**What you should do:**
Your answer must be the lines of the material below, exactly as written, from its first line through the line with "detect wispy dark", and no pictures.

**Excerpted data:**
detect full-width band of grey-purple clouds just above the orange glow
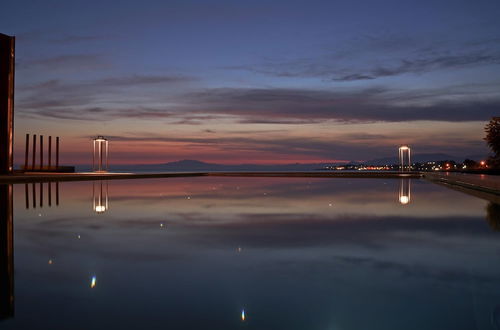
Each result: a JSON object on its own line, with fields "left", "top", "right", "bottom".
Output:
{"left": 17, "top": 81, "right": 500, "bottom": 125}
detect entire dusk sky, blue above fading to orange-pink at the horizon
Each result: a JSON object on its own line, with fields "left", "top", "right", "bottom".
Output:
{"left": 0, "top": 0, "right": 500, "bottom": 164}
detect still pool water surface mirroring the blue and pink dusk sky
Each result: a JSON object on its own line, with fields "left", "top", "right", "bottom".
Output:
{"left": 0, "top": 177, "right": 500, "bottom": 329}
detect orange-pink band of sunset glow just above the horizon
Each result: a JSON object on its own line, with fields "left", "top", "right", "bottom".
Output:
{"left": 14, "top": 118, "right": 484, "bottom": 169}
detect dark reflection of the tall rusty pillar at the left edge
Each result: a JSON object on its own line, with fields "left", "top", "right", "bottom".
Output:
{"left": 0, "top": 185, "right": 14, "bottom": 319}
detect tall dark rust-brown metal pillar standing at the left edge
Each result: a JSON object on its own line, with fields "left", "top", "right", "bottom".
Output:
{"left": 0, "top": 33, "right": 15, "bottom": 174}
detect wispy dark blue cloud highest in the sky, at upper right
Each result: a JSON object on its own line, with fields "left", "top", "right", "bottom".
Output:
{"left": 224, "top": 33, "right": 500, "bottom": 82}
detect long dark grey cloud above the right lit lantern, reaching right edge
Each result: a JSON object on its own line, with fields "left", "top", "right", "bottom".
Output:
{"left": 183, "top": 88, "right": 500, "bottom": 124}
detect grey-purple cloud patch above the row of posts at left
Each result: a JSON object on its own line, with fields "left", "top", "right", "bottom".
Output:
{"left": 16, "top": 75, "right": 195, "bottom": 120}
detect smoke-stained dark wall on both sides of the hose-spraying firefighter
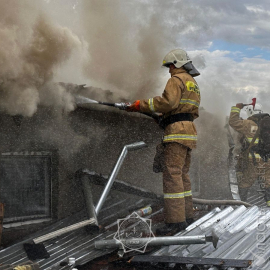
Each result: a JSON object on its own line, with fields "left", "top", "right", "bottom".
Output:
{"left": 0, "top": 105, "right": 229, "bottom": 218}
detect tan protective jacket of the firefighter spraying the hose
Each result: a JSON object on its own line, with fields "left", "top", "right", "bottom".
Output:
{"left": 140, "top": 68, "right": 200, "bottom": 149}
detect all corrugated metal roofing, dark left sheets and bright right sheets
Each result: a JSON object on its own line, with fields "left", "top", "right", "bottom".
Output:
{"left": 0, "top": 195, "right": 270, "bottom": 270}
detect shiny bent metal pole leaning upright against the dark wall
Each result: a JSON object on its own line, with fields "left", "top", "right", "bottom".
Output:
{"left": 96, "top": 142, "right": 147, "bottom": 215}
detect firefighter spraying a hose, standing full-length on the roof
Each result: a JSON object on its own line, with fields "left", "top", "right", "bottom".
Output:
{"left": 127, "top": 49, "right": 200, "bottom": 235}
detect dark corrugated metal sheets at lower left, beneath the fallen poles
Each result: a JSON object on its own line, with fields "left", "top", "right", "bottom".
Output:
{"left": 0, "top": 192, "right": 158, "bottom": 270}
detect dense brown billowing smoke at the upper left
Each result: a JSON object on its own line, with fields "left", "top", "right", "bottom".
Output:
{"left": 0, "top": 0, "right": 86, "bottom": 116}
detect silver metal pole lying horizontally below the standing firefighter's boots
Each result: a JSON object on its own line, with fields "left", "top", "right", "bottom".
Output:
{"left": 95, "top": 235, "right": 212, "bottom": 249}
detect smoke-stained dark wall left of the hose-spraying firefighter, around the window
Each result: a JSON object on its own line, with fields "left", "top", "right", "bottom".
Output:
{"left": 0, "top": 107, "right": 162, "bottom": 218}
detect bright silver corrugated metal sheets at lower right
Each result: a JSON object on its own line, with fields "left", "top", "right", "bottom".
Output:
{"left": 150, "top": 206, "right": 270, "bottom": 270}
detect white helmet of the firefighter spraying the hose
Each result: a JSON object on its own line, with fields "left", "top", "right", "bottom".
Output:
{"left": 162, "top": 49, "right": 200, "bottom": 77}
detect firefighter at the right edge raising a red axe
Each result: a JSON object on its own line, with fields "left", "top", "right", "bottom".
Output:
{"left": 229, "top": 103, "right": 270, "bottom": 206}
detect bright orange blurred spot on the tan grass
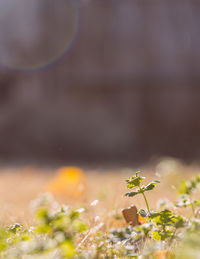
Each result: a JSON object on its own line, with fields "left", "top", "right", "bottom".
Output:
{"left": 47, "top": 167, "right": 85, "bottom": 198}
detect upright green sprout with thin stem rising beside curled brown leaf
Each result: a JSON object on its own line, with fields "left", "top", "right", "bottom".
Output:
{"left": 125, "top": 171, "right": 160, "bottom": 217}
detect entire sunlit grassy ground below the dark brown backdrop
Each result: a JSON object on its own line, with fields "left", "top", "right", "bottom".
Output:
{"left": 0, "top": 159, "right": 200, "bottom": 259}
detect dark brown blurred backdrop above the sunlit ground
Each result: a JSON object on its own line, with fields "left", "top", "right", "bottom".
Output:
{"left": 0, "top": 0, "right": 200, "bottom": 167}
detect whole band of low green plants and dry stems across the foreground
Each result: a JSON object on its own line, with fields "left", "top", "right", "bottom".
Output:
{"left": 0, "top": 172, "right": 200, "bottom": 259}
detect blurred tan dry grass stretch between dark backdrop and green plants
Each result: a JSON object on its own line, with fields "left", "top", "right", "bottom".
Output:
{"left": 0, "top": 167, "right": 198, "bottom": 227}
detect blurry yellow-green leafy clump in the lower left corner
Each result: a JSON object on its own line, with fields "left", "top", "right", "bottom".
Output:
{"left": 0, "top": 196, "right": 87, "bottom": 259}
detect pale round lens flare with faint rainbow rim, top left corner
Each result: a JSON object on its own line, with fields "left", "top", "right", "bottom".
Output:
{"left": 0, "top": 0, "right": 79, "bottom": 71}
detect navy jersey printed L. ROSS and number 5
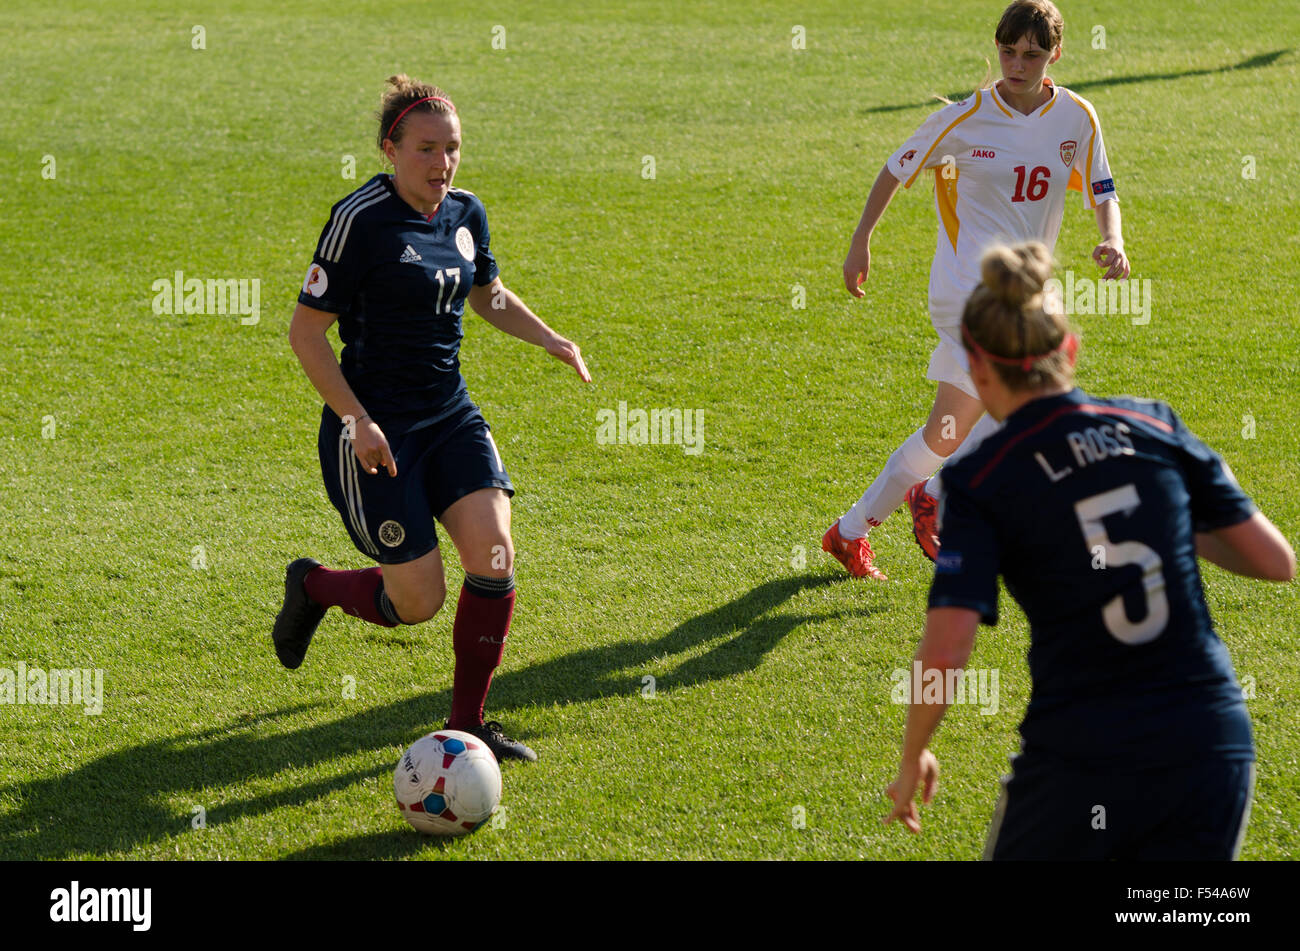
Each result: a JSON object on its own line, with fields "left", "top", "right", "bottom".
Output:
{"left": 930, "top": 390, "right": 1255, "bottom": 769}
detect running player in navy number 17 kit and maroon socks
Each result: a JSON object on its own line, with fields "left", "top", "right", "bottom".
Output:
{"left": 272, "top": 75, "right": 592, "bottom": 760}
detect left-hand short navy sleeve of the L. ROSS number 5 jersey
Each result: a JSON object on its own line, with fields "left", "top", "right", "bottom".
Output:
{"left": 928, "top": 478, "right": 998, "bottom": 626}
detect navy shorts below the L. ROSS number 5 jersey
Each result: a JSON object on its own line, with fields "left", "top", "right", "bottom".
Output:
{"left": 984, "top": 754, "right": 1255, "bottom": 861}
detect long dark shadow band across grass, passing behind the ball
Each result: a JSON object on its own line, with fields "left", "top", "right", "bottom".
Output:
{"left": 0, "top": 576, "right": 871, "bottom": 860}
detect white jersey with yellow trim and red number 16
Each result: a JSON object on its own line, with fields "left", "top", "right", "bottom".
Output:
{"left": 889, "top": 79, "right": 1117, "bottom": 327}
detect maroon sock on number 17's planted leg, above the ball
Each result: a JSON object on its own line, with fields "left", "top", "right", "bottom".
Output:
{"left": 447, "top": 574, "right": 515, "bottom": 730}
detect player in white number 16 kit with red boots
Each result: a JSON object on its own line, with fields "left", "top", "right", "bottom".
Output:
{"left": 822, "top": 0, "right": 1130, "bottom": 581}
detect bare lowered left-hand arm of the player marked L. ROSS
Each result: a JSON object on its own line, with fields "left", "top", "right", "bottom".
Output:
{"left": 884, "top": 608, "right": 979, "bottom": 833}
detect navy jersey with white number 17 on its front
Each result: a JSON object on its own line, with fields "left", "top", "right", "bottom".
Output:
{"left": 298, "top": 174, "right": 497, "bottom": 435}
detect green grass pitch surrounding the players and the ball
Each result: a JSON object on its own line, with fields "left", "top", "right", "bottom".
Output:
{"left": 0, "top": 0, "right": 1300, "bottom": 859}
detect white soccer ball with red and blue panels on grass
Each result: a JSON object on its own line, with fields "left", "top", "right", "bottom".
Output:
{"left": 393, "top": 730, "right": 501, "bottom": 835}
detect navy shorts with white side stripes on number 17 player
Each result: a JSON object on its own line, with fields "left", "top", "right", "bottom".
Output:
{"left": 317, "top": 404, "right": 515, "bottom": 565}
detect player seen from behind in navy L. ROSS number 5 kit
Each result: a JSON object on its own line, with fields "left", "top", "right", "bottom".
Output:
{"left": 887, "top": 243, "right": 1296, "bottom": 860}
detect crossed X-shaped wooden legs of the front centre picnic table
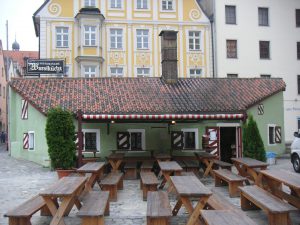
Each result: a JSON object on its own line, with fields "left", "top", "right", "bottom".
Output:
{"left": 181, "top": 196, "right": 209, "bottom": 225}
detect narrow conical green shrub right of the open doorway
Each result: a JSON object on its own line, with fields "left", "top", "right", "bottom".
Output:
{"left": 243, "top": 115, "right": 266, "bottom": 162}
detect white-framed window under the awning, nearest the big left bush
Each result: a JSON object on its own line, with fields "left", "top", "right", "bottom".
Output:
{"left": 82, "top": 129, "right": 100, "bottom": 152}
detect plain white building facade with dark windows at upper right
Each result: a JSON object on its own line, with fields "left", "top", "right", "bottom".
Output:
{"left": 199, "top": 0, "right": 300, "bottom": 143}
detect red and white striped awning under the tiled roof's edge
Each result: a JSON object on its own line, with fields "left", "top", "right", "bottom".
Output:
{"left": 82, "top": 114, "right": 244, "bottom": 120}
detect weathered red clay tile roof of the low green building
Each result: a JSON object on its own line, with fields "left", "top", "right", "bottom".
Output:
{"left": 10, "top": 78, "right": 285, "bottom": 114}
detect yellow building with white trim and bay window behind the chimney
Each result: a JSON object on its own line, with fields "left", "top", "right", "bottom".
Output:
{"left": 33, "top": 0, "right": 212, "bottom": 78}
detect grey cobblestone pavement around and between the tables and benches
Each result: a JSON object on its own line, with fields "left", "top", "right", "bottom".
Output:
{"left": 0, "top": 145, "right": 300, "bottom": 225}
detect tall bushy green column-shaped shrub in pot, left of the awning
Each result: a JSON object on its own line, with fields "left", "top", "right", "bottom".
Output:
{"left": 46, "top": 108, "right": 76, "bottom": 169}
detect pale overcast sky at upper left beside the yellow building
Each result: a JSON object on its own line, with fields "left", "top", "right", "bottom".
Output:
{"left": 0, "top": 0, "right": 44, "bottom": 51}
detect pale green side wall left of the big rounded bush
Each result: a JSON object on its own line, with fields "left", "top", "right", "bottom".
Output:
{"left": 9, "top": 91, "right": 50, "bottom": 166}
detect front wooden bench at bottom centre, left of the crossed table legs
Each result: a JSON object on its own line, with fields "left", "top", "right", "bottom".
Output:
{"left": 147, "top": 191, "right": 172, "bottom": 225}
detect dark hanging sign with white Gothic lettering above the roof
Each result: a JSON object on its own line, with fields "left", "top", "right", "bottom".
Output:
{"left": 26, "top": 59, "right": 65, "bottom": 76}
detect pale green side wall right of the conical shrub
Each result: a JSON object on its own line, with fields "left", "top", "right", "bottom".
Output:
{"left": 247, "top": 92, "right": 285, "bottom": 155}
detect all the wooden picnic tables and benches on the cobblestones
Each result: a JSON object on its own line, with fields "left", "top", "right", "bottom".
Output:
{"left": 5, "top": 152, "right": 300, "bottom": 225}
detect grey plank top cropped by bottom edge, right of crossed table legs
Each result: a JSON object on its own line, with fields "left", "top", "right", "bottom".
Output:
{"left": 201, "top": 210, "right": 257, "bottom": 225}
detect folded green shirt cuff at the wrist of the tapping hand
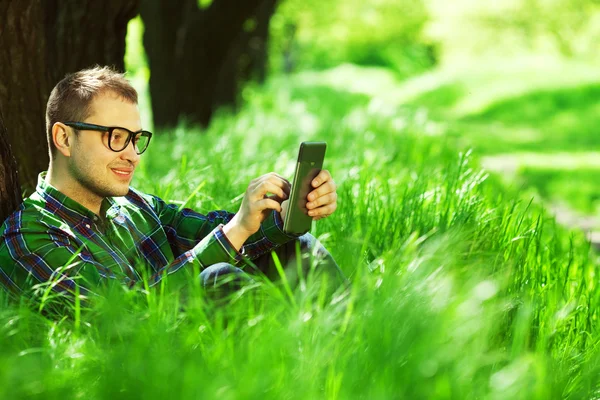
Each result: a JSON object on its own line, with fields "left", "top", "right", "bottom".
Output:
{"left": 193, "top": 224, "right": 243, "bottom": 269}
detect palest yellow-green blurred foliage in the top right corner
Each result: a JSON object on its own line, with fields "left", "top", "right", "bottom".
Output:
{"left": 429, "top": 0, "right": 600, "bottom": 62}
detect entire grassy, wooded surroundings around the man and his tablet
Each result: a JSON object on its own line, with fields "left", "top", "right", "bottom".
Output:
{"left": 0, "top": 0, "right": 600, "bottom": 400}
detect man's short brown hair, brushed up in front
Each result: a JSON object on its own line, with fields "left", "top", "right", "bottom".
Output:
{"left": 46, "top": 66, "right": 138, "bottom": 158}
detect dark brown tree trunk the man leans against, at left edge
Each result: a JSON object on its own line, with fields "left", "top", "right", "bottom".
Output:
{"left": 0, "top": 0, "right": 139, "bottom": 188}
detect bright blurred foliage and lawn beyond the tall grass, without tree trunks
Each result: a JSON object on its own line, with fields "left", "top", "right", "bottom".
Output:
{"left": 125, "top": 0, "right": 600, "bottom": 241}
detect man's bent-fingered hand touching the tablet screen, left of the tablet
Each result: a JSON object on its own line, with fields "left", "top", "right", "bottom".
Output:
{"left": 223, "top": 172, "right": 290, "bottom": 250}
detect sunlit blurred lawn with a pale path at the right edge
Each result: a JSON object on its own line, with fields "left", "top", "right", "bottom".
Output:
{"left": 398, "top": 61, "right": 600, "bottom": 217}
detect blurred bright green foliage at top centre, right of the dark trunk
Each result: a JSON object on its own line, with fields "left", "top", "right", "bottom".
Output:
{"left": 270, "top": 0, "right": 435, "bottom": 77}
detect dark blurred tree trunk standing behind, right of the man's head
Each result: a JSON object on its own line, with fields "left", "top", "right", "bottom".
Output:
{"left": 140, "top": 0, "right": 277, "bottom": 127}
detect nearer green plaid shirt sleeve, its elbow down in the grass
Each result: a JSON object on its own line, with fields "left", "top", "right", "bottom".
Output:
{"left": 0, "top": 217, "right": 227, "bottom": 301}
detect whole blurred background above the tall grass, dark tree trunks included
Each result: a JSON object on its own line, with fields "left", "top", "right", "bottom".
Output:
{"left": 0, "top": 0, "right": 600, "bottom": 236}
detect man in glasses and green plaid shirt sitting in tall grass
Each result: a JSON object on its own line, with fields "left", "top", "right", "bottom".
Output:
{"left": 0, "top": 67, "right": 344, "bottom": 304}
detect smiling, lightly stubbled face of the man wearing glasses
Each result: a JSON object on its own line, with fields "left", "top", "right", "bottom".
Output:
{"left": 68, "top": 92, "right": 141, "bottom": 202}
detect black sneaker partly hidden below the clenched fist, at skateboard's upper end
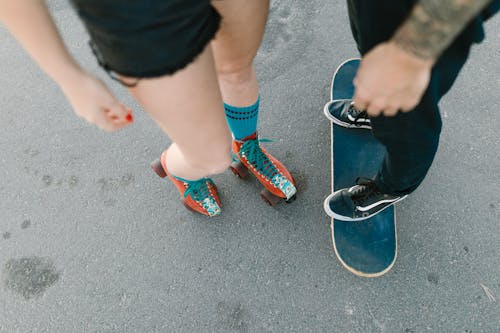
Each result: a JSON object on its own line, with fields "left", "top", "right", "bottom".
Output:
{"left": 323, "top": 99, "right": 372, "bottom": 129}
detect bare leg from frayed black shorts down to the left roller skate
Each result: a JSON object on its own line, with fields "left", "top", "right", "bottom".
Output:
{"left": 129, "top": 46, "right": 231, "bottom": 180}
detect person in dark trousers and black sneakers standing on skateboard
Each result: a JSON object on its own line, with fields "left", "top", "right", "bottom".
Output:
{"left": 325, "top": 0, "right": 500, "bottom": 221}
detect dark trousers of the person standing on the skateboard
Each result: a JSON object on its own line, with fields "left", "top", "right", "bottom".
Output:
{"left": 348, "top": 0, "right": 482, "bottom": 195}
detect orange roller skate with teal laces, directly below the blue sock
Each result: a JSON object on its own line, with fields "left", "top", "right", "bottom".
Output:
{"left": 230, "top": 132, "right": 297, "bottom": 206}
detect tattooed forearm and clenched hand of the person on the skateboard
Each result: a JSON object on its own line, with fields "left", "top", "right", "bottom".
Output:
{"left": 354, "top": 0, "right": 491, "bottom": 116}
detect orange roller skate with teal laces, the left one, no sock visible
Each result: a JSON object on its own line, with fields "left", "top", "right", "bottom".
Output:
{"left": 151, "top": 150, "right": 221, "bottom": 216}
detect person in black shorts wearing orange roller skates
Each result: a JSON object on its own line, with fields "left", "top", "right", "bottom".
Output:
{"left": 0, "top": 0, "right": 296, "bottom": 216}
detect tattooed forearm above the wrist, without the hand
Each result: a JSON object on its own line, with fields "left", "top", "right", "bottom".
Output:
{"left": 393, "top": 0, "right": 491, "bottom": 59}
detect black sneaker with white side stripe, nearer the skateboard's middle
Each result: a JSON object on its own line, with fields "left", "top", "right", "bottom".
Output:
{"left": 323, "top": 177, "right": 407, "bottom": 221}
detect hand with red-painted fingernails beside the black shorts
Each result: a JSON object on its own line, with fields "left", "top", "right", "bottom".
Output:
{"left": 60, "top": 71, "right": 133, "bottom": 132}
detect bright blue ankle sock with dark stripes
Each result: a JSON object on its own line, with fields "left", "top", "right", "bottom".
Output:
{"left": 224, "top": 97, "right": 260, "bottom": 140}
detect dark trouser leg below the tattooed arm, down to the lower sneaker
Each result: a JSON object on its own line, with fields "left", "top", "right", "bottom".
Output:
{"left": 371, "top": 40, "right": 471, "bottom": 195}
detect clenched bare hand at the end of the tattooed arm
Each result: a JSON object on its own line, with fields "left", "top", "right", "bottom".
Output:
{"left": 354, "top": 42, "right": 434, "bottom": 117}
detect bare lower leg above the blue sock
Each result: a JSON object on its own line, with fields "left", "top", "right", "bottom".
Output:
{"left": 212, "top": 0, "right": 269, "bottom": 106}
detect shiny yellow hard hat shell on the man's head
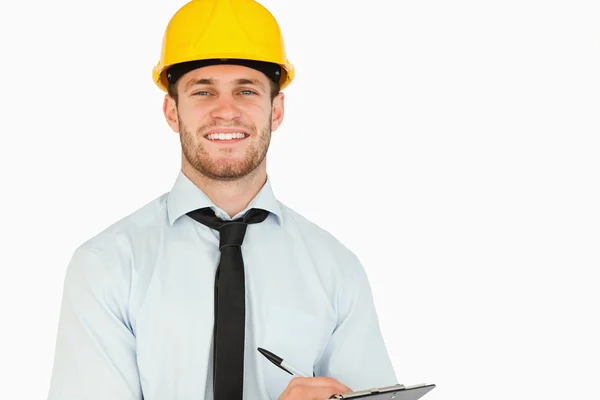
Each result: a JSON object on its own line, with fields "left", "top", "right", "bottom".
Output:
{"left": 152, "top": 0, "right": 294, "bottom": 92}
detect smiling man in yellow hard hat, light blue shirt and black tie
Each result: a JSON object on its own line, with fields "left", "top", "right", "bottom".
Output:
{"left": 49, "top": 0, "right": 397, "bottom": 400}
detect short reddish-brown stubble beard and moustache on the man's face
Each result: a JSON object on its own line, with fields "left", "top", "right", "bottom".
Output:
{"left": 179, "top": 115, "right": 271, "bottom": 181}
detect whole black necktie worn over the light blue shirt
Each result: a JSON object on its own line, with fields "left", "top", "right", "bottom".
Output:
{"left": 187, "top": 208, "right": 269, "bottom": 400}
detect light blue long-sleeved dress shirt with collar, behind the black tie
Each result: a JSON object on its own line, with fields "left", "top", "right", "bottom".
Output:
{"left": 48, "top": 172, "right": 397, "bottom": 400}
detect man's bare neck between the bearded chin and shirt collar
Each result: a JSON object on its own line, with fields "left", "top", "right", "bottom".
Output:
{"left": 181, "top": 163, "right": 267, "bottom": 218}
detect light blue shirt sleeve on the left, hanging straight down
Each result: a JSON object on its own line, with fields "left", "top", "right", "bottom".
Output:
{"left": 48, "top": 248, "right": 143, "bottom": 400}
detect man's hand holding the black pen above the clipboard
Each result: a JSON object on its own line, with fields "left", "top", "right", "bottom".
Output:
{"left": 278, "top": 377, "right": 352, "bottom": 400}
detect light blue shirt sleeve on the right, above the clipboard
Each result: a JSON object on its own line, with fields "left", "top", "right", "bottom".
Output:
{"left": 315, "top": 255, "right": 398, "bottom": 391}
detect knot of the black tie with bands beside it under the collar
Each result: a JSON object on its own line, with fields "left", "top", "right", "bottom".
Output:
{"left": 187, "top": 207, "right": 269, "bottom": 250}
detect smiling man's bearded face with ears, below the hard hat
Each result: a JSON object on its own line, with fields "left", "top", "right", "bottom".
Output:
{"left": 164, "top": 65, "right": 283, "bottom": 180}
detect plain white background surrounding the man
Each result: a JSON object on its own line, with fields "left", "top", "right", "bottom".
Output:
{"left": 0, "top": 0, "right": 600, "bottom": 400}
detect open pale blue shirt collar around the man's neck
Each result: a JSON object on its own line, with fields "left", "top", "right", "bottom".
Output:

**Result of this task:**
detect full-width band of grey-purple clouds just above the orange glow
Each result: a JSON object on its own line, with fields "left", "top", "right", "bottom".
Output:
{"left": 17, "top": 81, "right": 500, "bottom": 125}
detect entire dusk sky, blue above fading to orange-pink at the horizon
Each result: a JSON object on its own line, with fields "left", "top", "right", "bottom".
Output:
{"left": 0, "top": 0, "right": 500, "bottom": 164}
detect still pool water surface mirroring the blue and pink dusk sky
Each result: a JSON object on its own line, with fields "left", "top", "right", "bottom".
Output:
{"left": 0, "top": 177, "right": 500, "bottom": 329}
detect orange-pink band of sunset glow just above the horizon
Each result: a JSON object on its own line, with fields "left", "top", "right", "bottom".
Output:
{"left": 14, "top": 118, "right": 484, "bottom": 169}
detect dark reflection of the tall rusty pillar at the left edge
Each result: a JSON object on its own line, with fields "left", "top", "right", "bottom".
Output:
{"left": 0, "top": 185, "right": 14, "bottom": 319}
detect tall dark rust-brown metal pillar standing at the left edge
Each result: a JSON object on its own line, with fields "left", "top", "right", "bottom".
Output:
{"left": 0, "top": 33, "right": 15, "bottom": 174}
detect wispy dark blue cloud highest in the sky, at upper right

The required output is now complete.